[[ RECORDS FOR THIS TASK, beginning ]]
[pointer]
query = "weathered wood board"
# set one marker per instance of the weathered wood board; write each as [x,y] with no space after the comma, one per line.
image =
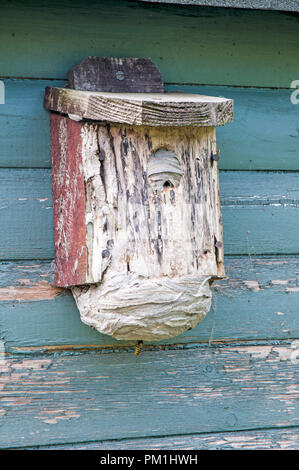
[273,439]
[57,399]
[258,300]
[183,43]
[280,5]
[116,74]
[265,118]
[142,109]
[113,214]
[259,213]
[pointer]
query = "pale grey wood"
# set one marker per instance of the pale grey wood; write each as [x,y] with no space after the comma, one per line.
[115,74]
[152,109]
[283,5]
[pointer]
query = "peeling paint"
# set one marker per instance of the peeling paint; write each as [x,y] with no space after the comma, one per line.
[40,291]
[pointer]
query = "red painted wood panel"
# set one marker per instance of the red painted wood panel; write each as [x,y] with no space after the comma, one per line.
[68,188]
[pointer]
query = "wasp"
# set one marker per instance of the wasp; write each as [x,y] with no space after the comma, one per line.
[138,348]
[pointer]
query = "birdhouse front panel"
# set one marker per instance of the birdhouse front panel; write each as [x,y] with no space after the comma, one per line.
[138,234]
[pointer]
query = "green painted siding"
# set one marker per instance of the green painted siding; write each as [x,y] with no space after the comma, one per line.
[236,371]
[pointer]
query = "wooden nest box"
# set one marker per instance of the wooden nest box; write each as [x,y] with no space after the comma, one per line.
[137,223]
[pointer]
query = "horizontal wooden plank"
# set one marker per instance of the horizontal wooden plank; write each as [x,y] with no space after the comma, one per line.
[149,109]
[259,212]
[281,5]
[263,136]
[272,439]
[258,300]
[183,43]
[60,399]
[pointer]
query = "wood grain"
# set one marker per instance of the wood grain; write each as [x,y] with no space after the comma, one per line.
[149,109]
[59,398]
[274,439]
[259,300]
[116,74]
[184,43]
[263,135]
[68,189]
[259,213]
[280,5]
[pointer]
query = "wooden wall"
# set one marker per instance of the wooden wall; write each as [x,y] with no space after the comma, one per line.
[229,383]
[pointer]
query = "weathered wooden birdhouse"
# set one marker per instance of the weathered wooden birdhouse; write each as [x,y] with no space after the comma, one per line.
[137,223]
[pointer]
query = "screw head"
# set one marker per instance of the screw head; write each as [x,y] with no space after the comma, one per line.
[120,75]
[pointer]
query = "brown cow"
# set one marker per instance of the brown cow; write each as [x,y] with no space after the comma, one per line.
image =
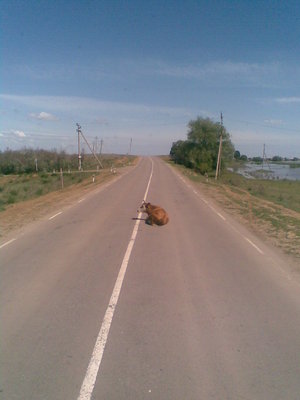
[156,214]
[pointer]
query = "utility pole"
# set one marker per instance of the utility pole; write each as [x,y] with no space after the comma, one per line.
[95,155]
[79,154]
[265,158]
[218,169]
[130,146]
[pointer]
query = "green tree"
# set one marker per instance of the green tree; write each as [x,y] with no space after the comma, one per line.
[237,155]
[205,135]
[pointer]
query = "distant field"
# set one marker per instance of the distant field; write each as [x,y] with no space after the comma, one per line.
[26,186]
[269,207]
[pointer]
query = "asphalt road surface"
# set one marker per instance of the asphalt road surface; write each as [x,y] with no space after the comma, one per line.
[96,304]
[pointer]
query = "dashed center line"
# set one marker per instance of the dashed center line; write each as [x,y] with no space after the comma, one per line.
[254,245]
[89,381]
[55,215]
[6,243]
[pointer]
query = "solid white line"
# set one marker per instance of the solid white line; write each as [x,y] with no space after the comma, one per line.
[5,244]
[94,365]
[254,245]
[55,215]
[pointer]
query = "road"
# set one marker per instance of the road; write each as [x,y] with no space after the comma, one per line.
[98,305]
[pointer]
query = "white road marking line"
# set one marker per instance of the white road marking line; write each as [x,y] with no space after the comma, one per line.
[89,381]
[55,215]
[216,212]
[254,245]
[6,243]
[221,216]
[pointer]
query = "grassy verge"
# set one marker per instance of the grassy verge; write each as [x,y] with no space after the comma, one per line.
[19,188]
[270,208]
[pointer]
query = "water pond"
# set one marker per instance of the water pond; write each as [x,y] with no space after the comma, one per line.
[252,170]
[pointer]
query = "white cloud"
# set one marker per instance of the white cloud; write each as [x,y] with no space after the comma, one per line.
[288,100]
[243,73]
[95,106]
[20,134]
[43,116]
[273,121]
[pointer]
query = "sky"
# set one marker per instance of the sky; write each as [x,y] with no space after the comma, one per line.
[134,73]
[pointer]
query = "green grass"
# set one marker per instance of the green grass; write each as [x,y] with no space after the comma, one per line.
[18,188]
[22,188]
[282,192]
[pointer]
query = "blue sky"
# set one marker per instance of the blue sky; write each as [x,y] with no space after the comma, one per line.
[144,69]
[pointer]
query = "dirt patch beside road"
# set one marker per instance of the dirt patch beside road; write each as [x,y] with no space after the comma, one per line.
[18,215]
[274,223]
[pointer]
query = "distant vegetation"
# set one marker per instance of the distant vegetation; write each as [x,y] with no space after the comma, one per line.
[200,150]
[27,174]
[30,161]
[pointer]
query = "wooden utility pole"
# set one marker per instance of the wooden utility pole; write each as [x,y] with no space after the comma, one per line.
[79,153]
[218,169]
[94,154]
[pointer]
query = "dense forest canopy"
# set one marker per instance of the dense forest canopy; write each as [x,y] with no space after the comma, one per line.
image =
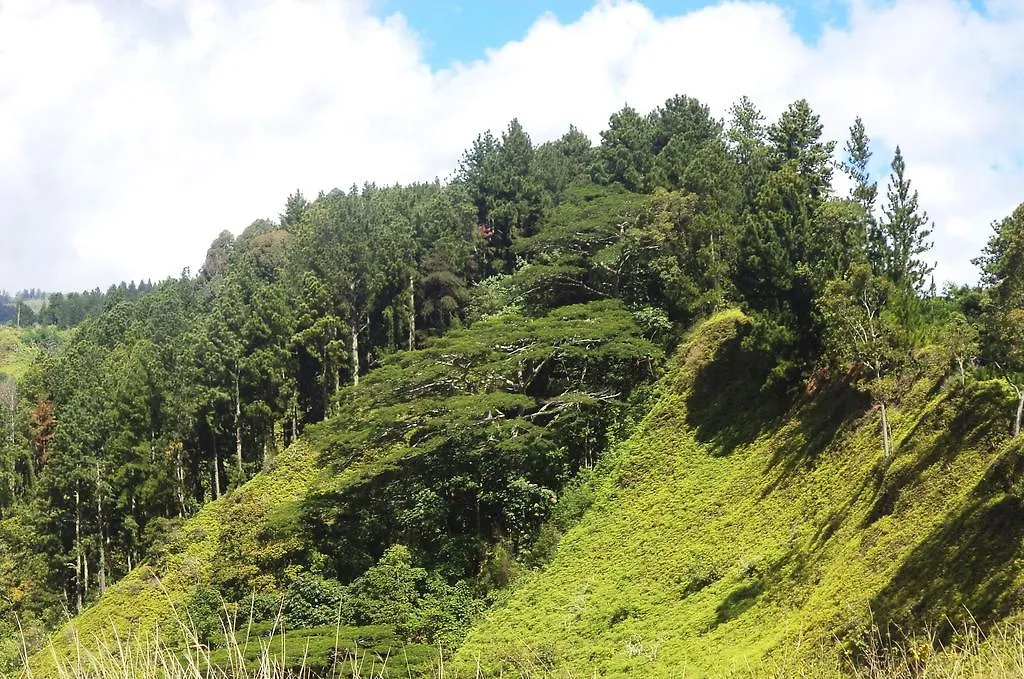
[482,341]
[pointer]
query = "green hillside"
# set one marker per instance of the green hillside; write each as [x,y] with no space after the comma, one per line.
[722,539]
[670,405]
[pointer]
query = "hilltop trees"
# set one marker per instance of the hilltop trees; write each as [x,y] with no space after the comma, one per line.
[1001,264]
[475,342]
[903,231]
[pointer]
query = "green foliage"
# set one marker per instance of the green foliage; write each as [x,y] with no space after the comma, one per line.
[392,404]
[312,600]
[796,541]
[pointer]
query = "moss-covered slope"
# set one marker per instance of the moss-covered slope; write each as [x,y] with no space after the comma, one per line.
[156,594]
[726,537]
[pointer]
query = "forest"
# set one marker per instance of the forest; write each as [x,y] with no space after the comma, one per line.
[463,355]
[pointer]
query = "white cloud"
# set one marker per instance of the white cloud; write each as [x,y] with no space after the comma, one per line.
[133,132]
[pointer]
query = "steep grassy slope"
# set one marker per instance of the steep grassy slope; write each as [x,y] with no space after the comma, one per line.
[725,536]
[156,595]
[15,357]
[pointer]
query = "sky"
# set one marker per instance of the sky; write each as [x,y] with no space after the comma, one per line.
[132,132]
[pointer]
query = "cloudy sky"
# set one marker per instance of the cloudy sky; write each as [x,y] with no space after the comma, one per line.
[133,131]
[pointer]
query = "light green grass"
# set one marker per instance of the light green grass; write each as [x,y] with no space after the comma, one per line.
[15,357]
[724,539]
[154,595]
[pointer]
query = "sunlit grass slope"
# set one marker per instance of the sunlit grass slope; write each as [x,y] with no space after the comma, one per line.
[155,594]
[731,535]
[15,357]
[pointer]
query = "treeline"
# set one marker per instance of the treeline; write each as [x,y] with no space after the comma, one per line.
[65,309]
[505,320]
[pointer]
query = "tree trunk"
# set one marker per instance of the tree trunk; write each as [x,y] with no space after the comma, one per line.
[[ RECORDS FOR THIS TASK, end ]]
• [WHAT THE TASK REQUIRES]: All lines above in which the word "brown" occurs should be identified and copied.

• [WRITTEN SOLUTION]:
query = "brown cow"
# set one marker per instance of the brown cow; write each as [x,y] with no space after the comma, one per line.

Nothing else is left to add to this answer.